▶ _What is being asked_
Retype the part of the listing below that opens with the line containing "Category: the dashboard display screen" and closes with the line containing "pixel 300 462", keeping both of those lines and everything between them identical.
* BEGIN Data in this exercise *
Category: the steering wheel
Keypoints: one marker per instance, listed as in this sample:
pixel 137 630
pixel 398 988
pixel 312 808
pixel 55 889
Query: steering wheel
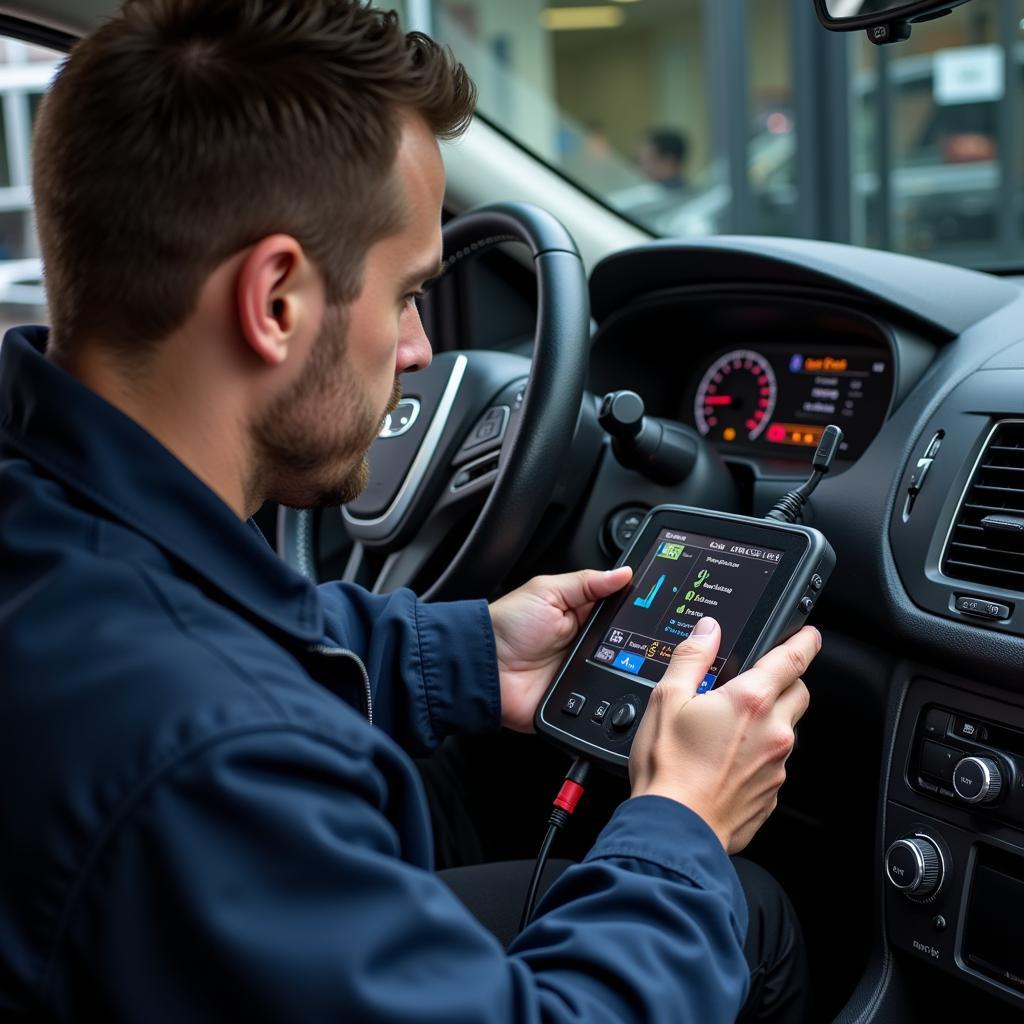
pixel 474 426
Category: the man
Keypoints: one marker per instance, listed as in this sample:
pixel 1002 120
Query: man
pixel 238 202
pixel 663 158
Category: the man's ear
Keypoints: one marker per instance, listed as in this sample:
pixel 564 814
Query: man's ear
pixel 280 298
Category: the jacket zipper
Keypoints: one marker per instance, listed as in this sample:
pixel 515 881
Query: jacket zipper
pixel 368 697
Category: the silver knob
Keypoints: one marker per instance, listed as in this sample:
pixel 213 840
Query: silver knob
pixel 978 780
pixel 913 865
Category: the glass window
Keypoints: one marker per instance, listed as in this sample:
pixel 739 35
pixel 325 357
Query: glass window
pixel 26 72
pixel 771 151
pixel 611 94
pixel 652 107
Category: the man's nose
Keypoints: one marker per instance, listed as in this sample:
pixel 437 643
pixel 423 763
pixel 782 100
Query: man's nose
pixel 414 346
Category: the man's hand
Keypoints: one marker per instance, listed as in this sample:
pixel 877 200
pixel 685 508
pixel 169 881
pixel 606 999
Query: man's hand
pixel 723 754
pixel 534 626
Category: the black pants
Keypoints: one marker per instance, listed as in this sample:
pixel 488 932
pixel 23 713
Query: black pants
pixel 471 787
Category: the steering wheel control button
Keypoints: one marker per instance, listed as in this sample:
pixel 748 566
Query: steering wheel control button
pixel 936 722
pixel 400 419
pixel 573 705
pixel 489 426
pixel 982 608
pixel 623 526
pixel 913 865
pixel 978 780
pixel 624 717
pixel 939 761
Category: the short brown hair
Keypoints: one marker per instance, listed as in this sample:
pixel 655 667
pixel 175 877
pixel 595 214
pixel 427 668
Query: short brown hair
pixel 181 131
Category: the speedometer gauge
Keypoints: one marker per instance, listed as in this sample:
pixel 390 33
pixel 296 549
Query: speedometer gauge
pixel 736 396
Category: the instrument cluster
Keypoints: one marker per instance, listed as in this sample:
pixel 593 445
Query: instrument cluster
pixel 779 396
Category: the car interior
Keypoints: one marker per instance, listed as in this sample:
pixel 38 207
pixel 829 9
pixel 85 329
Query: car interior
pixel 899 836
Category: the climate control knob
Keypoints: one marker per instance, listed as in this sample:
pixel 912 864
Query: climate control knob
pixel 913 865
pixel 978 780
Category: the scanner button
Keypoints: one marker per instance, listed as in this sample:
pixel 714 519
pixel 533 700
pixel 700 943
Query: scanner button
pixel 573 705
pixel 623 717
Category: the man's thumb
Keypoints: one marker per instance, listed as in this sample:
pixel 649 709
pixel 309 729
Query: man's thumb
pixel 692 658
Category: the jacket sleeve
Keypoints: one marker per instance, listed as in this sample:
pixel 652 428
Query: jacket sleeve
pixel 261 881
pixel 432 668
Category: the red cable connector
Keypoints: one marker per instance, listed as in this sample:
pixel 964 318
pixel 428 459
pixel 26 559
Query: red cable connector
pixel 568 796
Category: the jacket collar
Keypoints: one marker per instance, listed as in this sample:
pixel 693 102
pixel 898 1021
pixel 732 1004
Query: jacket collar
pixel 93 449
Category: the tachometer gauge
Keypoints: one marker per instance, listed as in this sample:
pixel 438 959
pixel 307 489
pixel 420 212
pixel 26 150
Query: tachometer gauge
pixel 736 396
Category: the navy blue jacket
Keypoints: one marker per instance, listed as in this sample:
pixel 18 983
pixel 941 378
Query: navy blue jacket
pixel 200 821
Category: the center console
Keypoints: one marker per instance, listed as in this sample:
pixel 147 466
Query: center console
pixel 953 835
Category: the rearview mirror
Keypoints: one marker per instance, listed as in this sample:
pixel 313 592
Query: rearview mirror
pixel 885 20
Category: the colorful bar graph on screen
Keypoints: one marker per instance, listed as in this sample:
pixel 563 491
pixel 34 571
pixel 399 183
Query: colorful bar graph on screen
pixel 646 602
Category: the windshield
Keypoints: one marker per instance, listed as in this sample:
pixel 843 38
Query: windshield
pixel 698 117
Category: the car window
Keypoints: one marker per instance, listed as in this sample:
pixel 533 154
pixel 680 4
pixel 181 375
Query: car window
pixel 695 117
pixel 26 71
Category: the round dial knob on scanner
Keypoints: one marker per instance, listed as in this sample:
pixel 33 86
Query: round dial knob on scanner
pixel 978 780
pixel 913 865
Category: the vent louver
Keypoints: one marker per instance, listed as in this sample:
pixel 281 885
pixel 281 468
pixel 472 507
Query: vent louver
pixel 986 545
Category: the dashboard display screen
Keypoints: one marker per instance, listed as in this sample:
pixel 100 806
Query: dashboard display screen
pixel 780 397
pixel 683 578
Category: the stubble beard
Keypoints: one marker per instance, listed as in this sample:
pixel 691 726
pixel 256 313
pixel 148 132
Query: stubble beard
pixel 300 462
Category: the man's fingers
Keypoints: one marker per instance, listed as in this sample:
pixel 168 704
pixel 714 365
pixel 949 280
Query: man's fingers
pixel 790 660
pixel 793 702
pixel 692 658
pixel 587 586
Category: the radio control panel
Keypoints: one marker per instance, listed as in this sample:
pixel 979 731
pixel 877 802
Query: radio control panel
pixel 970 762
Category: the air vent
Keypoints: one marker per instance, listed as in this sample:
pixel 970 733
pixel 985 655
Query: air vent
pixel 986 545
* END Data in this exercise *
▶ _Task answer_
Category: the dashboard display screen
Keypoints: one marker per instance, listed as in this sample:
pixel 100 806
Query: dashboard display screen
pixel 780 397
pixel 683 578
Category: the stubble beard
Keypoints: one marker per instance, listed as in this sample:
pixel 691 726
pixel 256 313
pixel 148 132
Query: stubble beard
pixel 300 462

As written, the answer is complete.